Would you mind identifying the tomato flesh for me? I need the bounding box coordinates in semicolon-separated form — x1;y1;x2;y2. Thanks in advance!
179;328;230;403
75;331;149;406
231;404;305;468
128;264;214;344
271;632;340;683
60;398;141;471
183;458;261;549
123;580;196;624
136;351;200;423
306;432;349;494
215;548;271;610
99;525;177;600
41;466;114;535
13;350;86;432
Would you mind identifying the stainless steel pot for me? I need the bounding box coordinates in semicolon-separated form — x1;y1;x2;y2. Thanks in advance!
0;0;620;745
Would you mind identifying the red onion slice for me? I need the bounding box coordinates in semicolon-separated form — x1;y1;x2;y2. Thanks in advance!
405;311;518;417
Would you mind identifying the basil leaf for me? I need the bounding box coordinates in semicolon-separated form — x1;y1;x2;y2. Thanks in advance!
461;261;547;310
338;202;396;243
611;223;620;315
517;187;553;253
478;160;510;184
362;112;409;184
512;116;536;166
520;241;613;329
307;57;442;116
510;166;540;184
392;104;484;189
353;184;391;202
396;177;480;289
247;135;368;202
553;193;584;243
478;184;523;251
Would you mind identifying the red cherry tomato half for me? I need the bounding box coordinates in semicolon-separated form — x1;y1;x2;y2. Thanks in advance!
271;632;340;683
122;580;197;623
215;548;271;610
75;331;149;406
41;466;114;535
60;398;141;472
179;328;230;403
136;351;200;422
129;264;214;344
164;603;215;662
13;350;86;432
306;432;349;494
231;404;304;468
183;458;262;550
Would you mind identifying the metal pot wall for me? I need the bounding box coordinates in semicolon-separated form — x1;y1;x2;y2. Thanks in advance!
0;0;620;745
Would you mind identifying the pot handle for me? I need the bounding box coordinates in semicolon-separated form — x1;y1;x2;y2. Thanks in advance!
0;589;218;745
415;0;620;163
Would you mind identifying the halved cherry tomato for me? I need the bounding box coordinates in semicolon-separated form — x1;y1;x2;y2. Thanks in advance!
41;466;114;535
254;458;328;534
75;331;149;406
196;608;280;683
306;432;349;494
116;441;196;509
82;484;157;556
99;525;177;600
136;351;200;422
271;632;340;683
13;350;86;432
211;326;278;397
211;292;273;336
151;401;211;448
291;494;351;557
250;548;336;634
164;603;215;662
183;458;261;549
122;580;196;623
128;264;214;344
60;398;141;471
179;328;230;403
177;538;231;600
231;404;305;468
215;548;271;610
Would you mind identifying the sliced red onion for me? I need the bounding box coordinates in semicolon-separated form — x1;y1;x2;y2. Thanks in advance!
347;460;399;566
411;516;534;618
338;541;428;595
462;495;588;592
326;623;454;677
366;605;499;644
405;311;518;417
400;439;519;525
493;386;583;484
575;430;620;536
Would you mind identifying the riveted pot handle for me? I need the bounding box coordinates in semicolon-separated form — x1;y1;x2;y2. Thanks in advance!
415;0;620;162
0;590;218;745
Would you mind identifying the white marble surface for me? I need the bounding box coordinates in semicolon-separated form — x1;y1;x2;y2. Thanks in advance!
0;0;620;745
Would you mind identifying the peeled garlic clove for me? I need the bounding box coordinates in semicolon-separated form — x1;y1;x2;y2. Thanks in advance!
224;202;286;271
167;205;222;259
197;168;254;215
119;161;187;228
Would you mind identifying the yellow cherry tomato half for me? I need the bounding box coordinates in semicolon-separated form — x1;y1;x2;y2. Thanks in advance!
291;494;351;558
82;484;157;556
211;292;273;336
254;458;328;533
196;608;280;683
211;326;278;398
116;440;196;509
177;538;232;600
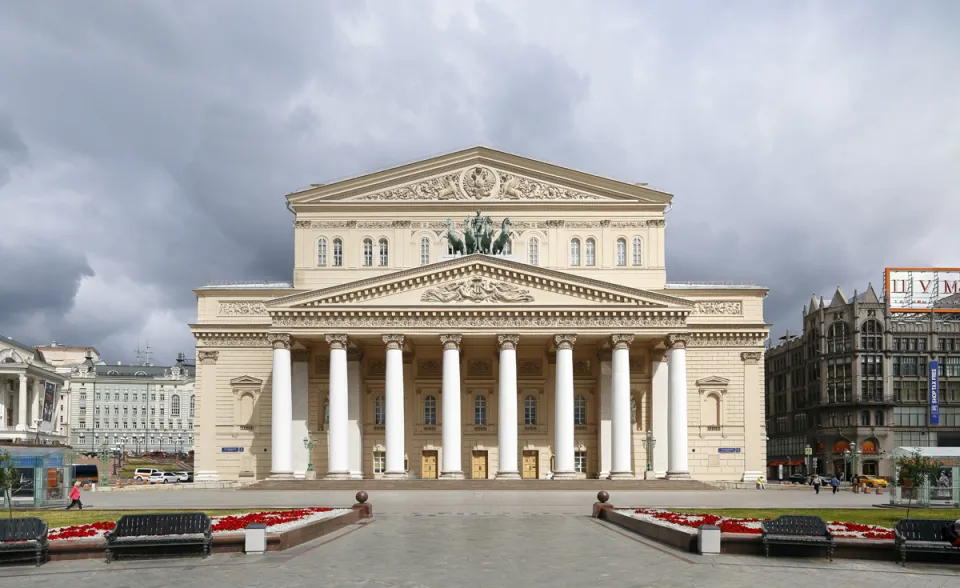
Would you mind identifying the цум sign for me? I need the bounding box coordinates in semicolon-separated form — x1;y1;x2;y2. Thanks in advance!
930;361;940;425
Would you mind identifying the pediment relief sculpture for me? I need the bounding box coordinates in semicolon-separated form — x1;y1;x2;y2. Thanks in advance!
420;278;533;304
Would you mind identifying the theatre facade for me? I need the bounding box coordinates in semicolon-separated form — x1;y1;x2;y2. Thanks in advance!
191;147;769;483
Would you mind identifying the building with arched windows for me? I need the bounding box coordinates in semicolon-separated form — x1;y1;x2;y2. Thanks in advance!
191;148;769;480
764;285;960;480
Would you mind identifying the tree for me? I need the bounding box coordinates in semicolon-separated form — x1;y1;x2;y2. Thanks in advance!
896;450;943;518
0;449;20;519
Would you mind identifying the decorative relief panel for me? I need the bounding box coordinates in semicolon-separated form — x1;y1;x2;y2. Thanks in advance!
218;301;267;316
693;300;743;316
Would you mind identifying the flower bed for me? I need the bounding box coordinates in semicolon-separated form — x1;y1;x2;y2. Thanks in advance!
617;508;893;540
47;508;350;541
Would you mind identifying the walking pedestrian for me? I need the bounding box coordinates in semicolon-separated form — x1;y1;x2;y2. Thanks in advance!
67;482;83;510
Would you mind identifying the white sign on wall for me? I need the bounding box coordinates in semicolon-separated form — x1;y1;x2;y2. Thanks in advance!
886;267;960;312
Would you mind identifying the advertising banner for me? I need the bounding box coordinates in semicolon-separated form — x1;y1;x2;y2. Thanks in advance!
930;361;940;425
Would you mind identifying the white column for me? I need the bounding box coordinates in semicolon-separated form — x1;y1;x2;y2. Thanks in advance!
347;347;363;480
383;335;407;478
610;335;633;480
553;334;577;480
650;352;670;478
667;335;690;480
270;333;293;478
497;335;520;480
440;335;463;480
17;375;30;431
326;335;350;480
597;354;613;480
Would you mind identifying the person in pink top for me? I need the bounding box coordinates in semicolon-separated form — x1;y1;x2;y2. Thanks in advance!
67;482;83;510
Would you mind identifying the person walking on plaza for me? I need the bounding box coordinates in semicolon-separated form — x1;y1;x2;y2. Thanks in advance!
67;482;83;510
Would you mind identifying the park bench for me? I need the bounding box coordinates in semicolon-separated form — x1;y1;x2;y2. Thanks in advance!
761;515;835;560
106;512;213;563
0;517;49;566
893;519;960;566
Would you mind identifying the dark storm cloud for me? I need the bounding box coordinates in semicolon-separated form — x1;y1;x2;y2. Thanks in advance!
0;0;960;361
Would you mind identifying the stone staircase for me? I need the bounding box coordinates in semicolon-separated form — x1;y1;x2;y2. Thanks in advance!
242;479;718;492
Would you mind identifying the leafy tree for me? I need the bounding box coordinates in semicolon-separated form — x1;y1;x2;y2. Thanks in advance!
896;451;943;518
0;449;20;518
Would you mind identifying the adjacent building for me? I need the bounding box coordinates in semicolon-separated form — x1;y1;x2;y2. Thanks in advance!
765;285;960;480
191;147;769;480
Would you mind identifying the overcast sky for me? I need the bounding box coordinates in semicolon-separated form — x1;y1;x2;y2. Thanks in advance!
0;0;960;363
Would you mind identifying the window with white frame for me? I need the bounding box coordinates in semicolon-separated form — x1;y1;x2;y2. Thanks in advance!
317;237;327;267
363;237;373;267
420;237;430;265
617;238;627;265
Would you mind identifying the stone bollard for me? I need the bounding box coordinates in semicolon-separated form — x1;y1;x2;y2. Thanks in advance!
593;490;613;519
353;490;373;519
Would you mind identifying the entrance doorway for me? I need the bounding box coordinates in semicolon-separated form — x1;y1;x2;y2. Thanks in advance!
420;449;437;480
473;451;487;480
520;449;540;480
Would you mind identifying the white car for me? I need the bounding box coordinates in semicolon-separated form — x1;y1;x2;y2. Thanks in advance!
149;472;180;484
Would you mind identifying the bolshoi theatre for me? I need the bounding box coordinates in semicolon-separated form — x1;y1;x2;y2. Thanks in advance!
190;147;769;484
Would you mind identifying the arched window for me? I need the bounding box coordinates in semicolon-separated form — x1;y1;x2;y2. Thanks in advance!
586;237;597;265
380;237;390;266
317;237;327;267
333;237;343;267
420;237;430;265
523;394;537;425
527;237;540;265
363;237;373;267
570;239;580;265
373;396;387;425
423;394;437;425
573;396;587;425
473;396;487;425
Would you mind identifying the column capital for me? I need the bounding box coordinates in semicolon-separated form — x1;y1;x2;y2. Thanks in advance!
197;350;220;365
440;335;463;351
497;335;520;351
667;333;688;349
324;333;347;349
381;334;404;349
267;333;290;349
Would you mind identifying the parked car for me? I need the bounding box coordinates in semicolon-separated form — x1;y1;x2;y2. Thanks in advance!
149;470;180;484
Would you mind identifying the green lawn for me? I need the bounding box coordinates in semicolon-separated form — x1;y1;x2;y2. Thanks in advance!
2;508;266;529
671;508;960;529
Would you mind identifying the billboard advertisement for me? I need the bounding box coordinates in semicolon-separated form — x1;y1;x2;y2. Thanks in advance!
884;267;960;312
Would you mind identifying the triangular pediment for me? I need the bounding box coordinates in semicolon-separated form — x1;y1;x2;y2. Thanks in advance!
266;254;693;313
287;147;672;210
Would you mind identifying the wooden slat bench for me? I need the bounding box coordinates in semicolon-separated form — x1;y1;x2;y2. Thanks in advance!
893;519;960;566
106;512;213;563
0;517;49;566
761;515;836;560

Brief. Pick out each line of the records above that contains the string "sign", with matching case, and copy those lines in full.

Solved exercise.
Would you mind identifying the цум sign for me? I need the bounding box coordinates in semicolon-separated form — x1;y1;x2;y2. Thanks in advance!
Would you mind identifying the white sign on wall for me? I need the bounding box coordinates in semicolon-separated form — x1;y1;x2;y2. Thanks in advance!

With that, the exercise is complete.